**TASK INSTRUCTIONS:** Look below for the line with "Task: mark each instance of the red sandstone". Extract that line and each one after it through the last, word for word.

**INPUT FOR THIS TASK:**
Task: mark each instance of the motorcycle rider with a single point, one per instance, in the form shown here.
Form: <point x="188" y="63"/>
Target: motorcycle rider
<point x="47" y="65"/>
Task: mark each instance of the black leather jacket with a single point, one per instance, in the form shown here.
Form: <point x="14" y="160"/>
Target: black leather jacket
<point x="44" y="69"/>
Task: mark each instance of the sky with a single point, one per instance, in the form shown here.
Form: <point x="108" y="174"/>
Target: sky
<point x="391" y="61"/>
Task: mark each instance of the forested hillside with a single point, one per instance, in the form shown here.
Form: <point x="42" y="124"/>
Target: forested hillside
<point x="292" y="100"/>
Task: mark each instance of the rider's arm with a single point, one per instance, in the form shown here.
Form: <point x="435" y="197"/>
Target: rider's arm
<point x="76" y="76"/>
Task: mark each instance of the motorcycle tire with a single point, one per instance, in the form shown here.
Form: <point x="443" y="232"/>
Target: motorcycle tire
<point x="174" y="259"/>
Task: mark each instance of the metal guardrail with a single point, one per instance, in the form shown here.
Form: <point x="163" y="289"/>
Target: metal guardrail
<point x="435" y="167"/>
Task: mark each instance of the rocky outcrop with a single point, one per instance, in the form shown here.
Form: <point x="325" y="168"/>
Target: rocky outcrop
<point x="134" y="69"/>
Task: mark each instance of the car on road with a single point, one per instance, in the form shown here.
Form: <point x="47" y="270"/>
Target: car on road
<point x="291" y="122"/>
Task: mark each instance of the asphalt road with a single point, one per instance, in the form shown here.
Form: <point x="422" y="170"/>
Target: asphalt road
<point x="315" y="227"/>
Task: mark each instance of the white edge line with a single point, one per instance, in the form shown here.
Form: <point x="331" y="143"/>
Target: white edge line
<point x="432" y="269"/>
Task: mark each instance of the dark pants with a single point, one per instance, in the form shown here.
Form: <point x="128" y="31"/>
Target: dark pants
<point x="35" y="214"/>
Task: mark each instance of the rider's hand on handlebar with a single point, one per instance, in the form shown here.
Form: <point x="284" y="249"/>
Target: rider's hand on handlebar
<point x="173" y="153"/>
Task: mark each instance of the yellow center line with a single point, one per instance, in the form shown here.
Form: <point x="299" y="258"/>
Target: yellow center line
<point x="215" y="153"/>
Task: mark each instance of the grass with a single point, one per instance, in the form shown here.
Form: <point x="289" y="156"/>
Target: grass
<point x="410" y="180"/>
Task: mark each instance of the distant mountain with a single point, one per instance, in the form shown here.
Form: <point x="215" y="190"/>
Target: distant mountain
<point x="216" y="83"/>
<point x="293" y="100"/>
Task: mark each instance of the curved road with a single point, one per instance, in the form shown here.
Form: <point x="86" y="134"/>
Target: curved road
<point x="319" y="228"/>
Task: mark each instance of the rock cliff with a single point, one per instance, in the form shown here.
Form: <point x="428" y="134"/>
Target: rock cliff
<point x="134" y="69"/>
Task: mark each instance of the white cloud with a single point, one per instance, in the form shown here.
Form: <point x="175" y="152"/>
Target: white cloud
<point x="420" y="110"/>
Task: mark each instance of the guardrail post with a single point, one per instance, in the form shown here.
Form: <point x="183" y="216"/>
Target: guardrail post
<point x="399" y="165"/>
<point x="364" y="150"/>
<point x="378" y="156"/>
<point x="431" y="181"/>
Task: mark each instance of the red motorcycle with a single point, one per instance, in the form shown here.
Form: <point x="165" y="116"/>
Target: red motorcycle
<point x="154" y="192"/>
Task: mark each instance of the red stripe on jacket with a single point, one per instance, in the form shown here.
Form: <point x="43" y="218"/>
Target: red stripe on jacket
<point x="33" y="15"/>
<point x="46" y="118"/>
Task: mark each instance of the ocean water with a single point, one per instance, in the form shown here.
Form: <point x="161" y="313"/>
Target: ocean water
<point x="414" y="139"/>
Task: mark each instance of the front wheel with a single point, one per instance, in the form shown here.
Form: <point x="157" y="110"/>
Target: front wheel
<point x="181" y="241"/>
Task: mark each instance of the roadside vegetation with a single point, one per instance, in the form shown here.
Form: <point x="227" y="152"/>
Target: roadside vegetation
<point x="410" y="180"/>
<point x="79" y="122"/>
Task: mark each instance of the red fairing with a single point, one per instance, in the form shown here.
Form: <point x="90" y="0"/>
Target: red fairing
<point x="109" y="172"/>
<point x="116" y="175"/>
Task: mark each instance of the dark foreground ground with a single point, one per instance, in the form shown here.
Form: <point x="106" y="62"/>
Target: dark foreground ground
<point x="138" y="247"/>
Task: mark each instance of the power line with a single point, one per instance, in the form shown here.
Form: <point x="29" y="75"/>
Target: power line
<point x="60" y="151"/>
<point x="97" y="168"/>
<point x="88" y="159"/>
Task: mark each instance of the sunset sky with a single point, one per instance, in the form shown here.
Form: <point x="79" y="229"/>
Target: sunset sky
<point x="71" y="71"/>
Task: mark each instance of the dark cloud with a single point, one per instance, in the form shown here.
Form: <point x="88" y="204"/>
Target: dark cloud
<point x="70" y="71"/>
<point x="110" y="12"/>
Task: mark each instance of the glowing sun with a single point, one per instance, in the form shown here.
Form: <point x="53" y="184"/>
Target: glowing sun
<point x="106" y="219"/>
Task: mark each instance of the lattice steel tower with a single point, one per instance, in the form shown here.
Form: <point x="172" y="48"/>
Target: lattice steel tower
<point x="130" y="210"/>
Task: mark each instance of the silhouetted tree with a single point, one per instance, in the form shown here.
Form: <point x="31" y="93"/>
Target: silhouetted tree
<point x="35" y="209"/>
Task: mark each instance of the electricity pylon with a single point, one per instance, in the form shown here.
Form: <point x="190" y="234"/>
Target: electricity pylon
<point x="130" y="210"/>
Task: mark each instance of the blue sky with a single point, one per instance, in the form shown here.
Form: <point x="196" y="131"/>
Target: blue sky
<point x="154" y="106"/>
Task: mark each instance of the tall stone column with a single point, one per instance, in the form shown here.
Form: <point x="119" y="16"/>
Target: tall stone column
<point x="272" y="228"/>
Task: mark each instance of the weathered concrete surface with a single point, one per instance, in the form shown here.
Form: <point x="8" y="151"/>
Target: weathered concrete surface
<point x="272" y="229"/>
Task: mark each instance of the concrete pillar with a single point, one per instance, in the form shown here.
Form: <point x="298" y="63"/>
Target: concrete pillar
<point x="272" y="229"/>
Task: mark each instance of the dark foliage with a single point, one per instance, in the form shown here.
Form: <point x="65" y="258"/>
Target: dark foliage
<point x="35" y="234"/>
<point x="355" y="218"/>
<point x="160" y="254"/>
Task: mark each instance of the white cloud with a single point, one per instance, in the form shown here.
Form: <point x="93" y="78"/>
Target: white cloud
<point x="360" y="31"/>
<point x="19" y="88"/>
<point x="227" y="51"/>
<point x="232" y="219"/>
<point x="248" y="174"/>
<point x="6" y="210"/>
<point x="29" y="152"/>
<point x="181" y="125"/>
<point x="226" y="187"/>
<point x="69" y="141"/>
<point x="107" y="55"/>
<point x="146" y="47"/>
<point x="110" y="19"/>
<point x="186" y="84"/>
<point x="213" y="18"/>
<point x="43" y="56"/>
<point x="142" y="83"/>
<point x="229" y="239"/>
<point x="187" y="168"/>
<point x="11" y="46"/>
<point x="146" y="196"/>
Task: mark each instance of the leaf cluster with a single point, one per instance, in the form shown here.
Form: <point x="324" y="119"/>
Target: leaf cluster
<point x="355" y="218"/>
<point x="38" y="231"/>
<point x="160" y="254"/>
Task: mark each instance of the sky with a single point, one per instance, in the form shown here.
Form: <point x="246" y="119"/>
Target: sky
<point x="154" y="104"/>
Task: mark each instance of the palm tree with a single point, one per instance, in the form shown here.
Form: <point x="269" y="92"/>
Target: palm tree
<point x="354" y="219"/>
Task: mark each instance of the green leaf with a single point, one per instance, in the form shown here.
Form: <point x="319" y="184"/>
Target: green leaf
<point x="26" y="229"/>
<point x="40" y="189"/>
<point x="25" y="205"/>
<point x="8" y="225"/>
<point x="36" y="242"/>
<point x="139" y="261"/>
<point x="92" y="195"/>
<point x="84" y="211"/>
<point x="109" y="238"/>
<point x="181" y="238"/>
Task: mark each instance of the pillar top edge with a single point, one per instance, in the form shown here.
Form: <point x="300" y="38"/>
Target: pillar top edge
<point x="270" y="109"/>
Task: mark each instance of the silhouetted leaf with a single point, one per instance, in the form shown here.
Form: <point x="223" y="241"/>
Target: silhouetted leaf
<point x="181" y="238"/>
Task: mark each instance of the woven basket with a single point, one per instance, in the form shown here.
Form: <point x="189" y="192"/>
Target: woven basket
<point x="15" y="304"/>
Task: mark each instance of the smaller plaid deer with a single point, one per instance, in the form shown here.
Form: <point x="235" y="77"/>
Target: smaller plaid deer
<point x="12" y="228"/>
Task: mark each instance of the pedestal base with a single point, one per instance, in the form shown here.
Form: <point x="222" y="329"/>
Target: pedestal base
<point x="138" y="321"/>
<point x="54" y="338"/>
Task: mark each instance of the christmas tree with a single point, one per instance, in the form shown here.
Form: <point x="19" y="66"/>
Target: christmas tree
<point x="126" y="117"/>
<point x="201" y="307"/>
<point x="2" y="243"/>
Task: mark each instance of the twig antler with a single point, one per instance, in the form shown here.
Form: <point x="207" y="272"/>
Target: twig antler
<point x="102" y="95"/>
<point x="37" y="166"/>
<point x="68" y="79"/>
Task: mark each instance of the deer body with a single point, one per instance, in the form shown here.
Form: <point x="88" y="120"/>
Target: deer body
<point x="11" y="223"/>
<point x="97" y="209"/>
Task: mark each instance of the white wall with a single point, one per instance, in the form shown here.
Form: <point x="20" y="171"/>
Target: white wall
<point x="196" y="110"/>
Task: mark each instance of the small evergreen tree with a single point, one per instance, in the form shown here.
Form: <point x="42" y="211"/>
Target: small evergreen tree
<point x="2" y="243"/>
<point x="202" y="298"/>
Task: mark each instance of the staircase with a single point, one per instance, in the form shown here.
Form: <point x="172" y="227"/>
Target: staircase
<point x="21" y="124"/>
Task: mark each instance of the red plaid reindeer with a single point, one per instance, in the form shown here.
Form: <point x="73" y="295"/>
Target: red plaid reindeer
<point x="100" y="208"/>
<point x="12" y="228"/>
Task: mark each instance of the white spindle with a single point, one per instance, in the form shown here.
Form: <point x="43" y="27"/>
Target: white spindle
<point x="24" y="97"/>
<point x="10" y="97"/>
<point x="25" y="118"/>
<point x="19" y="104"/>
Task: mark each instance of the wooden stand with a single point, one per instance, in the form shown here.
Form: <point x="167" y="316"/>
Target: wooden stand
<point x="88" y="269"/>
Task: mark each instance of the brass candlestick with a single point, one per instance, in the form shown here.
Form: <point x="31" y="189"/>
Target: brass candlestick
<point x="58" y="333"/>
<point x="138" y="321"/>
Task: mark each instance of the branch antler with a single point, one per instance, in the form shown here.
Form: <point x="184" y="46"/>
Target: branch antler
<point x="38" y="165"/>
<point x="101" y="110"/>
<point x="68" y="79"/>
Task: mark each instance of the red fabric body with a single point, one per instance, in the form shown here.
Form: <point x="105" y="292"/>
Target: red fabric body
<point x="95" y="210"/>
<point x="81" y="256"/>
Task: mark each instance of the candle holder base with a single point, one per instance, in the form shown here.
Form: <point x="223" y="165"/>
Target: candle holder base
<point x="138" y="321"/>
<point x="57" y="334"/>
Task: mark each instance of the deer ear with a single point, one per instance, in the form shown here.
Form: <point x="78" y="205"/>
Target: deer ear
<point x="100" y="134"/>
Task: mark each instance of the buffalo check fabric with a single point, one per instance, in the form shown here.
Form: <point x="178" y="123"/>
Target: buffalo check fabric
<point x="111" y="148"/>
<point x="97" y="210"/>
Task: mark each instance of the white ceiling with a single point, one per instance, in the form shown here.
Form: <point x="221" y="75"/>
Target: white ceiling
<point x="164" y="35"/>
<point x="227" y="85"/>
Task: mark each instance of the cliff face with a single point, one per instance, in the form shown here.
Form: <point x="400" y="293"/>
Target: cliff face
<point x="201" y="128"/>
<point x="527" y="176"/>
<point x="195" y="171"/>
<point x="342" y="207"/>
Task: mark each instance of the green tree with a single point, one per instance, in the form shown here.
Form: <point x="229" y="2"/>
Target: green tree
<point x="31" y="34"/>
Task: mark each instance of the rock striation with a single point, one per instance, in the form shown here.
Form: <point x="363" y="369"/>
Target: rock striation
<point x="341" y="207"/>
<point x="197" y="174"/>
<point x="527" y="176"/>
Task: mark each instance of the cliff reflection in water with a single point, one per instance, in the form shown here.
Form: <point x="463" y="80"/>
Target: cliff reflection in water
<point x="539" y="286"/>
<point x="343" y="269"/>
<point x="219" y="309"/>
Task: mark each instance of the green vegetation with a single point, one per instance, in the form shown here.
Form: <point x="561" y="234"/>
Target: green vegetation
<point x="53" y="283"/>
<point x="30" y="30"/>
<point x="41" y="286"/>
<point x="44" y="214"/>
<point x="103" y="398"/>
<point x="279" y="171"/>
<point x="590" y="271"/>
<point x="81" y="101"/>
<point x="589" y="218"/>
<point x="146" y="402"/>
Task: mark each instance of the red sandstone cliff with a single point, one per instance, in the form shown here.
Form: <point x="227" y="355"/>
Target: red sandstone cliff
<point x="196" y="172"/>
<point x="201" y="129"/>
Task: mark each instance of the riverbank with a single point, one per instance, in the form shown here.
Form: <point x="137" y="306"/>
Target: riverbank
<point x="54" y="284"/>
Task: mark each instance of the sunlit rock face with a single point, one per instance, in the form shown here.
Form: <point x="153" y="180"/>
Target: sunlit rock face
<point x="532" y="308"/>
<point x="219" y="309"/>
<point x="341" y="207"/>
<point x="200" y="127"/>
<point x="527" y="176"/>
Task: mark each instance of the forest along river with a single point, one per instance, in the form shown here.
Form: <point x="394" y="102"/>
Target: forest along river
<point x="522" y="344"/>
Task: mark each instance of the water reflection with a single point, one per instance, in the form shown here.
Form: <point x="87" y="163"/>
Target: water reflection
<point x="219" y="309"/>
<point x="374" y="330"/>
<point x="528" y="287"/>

**EXERCISE OUTPUT:**
Task: mark each instance of the red sandstone cliff with a single point, one per instance, in the form shown here.
Form: <point x="227" y="355"/>
Target: red sandstone cliff
<point x="196" y="172"/>
<point x="201" y="129"/>
Task: mark each instance of the riverbank with a single point, one per instance, in the form shown here.
Form: <point x="137" y="306"/>
Target: riverbank
<point x="54" y="284"/>
Task: mark each instance of the sunlit rock face with a single point, one per instance, in the form shown here.
Form: <point x="153" y="180"/>
Target: sunlit rock face
<point x="532" y="308"/>
<point x="219" y="309"/>
<point x="341" y="207"/>
<point x="200" y="127"/>
<point x="527" y="176"/>
Task: mark each instance of the forest along river with a single point, one per instance, in the form shown here.
Form: <point x="394" y="102"/>
Target: forest along river
<point x="522" y="344"/>
Task: mark each instance of the water reflection with a single point, one per instance, in the form shown here.
Form: <point x="87" y="163"/>
Target: water reflection
<point x="219" y="309"/>
<point x="374" y="330"/>
<point x="528" y="287"/>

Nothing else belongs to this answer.